→ **Data for this task**:
—————
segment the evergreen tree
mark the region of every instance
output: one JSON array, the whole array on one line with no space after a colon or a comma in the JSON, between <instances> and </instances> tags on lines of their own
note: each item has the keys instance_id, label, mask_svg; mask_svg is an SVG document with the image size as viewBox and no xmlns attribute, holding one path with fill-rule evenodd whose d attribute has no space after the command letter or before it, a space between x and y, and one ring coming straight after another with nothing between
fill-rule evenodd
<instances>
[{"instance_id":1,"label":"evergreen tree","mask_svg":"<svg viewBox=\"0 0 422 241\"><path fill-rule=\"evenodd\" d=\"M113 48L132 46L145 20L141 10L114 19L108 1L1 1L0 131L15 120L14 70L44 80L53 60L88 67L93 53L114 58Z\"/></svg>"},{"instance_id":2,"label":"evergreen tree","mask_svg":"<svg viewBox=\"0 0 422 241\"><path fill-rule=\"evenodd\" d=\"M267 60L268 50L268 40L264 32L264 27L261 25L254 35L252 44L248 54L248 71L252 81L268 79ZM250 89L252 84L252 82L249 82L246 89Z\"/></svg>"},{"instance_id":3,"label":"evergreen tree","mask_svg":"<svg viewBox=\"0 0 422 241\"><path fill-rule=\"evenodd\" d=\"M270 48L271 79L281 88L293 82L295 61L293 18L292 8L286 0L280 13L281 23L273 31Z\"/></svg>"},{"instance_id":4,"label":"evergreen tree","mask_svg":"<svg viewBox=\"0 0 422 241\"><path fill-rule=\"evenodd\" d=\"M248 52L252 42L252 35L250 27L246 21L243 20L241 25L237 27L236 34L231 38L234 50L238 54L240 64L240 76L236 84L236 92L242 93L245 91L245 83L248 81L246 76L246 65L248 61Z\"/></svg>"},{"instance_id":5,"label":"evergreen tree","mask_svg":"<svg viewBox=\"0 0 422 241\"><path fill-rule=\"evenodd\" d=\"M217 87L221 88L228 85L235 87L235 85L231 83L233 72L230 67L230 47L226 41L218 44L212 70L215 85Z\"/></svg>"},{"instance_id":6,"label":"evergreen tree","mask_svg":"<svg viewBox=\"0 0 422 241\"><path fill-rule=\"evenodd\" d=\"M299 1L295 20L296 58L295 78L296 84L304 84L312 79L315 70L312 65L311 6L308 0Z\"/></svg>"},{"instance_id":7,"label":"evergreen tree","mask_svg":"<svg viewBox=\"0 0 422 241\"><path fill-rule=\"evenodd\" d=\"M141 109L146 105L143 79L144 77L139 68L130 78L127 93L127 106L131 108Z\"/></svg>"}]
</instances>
—————
→ **Requirements**: Recast every line of the items above as a JSON list of strings, with one string per line and blank lines left out.

→ **Response to the exercise**:
[
  "segment the evergreen tree",
  "mark the region of every instance",
  "output: one JSON array, the whole array on one line with no space after a colon or a comma in the JSON, between <instances> and </instances> tags on lines of their own",
  "note: each item has the keys instance_id, label, mask_svg; mask_svg is an SVG document with the image size as viewBox and no xmlns attribute, holding one path with fill-rule evenodd whose d attribute has no space after the command letter or before it, a space between x and y, and one ring coming straight after another with nothing between",
  "fill-rule evenodd",
  "<instances>",
  "[{\"instance_id\":1,\"label\":\"evergreen tree\",\"mask_svg\":\"<svg viewBox=\\\"0 0 422 241\\\"><path fill-rule=\\\"evenodd\\\" d=\\\"M113 48L132 46L145 20L141 10L114 19L108 1L1 1L0 131L15 120L14 70L44 80L53 60L88 67L93 53L114 58Z\\\"/></svg>\"},{\"instance_id\":2,\"label\":\"evergreen tree\",\"mask_svg\":\"<svg viewBox=\\\"0 0 422 241\\\"><path fill-rule=\\\"evenodd\\\" d=\\\"M267 60L268 50L268 40L264 32L264 27L261 25L254 35L252 44L248 54L248 71L252 81L268 79ZM250 89L252 84L252 82L249 82L246 89Z\\\"/></svg>\"},{\"instance_id\":3,\"label\":\"evergreen tree\",\"mask_svg\":\"<svg viewBox=\\\"0 0 422 241\\\"><path fill-rule=\\\"evenodd\\\" d=\\\"M270 48L271 79L281 88L293 82L295 61L293 18L292 8L286 0L280 13L281 23L273 31Z\\\"/></svg>\"},{\"instance_id\":4,\"label\":\"evergreen tree\",\"mask_svg\":\"<svg viewBox=\\\"0 0 422 241\\\"><path fill-rule=\\\"evenodd\\\" d=\\\"M248 52L252 42L252 35L250 27L246 21L243 20L241 25L237 27L236 34L231 38L234 50L238 54L240 64L240 76L236 84L236 92L242 93L245 91L245 83L248 81L246 76L246 65L248 61Z\\\"/></svg>\"},{\"instance_id\":5,\"label\":\"evergreen tree\",\"mask_svg\":\"<svg viewBox=\\\"0 0 422 241\\\"><path fill-rule=\\\"evenodd\\\" d=\\\"M217 87L221 88L228 85L235 87L235 85L231 83L233 72L230 67L230 47L226 41L218 44L212 70L215 85Z\\\"/></svg>\"},{\"instance_id\":6,\"label\":\"evergreen tree\",\"mask_svg\":\"<svg viewBox=\\\"0 0 422 241\\\"><path fill-rule=\\\"evenodd\\\" d=\\\"M299 1L295 20L296 58L295 78L296 84L304 84L312 79L315 70L312 65L311 6L308 0Z\\\"/></svg>\"},{\"instance_id\":7,\"label\":\"evergreen tree\",\"mask_svg\":\"<svg viewBox=\\\"0 0 422 241\\\"><path fill-rule=\\\"evenodd\\\" d=\\\"M141 109L146 105L143 79L144 77L139 68L130 78L127 93L127 106L131 108Z\\\"/></svg>\"}]",
  "</instances>"
]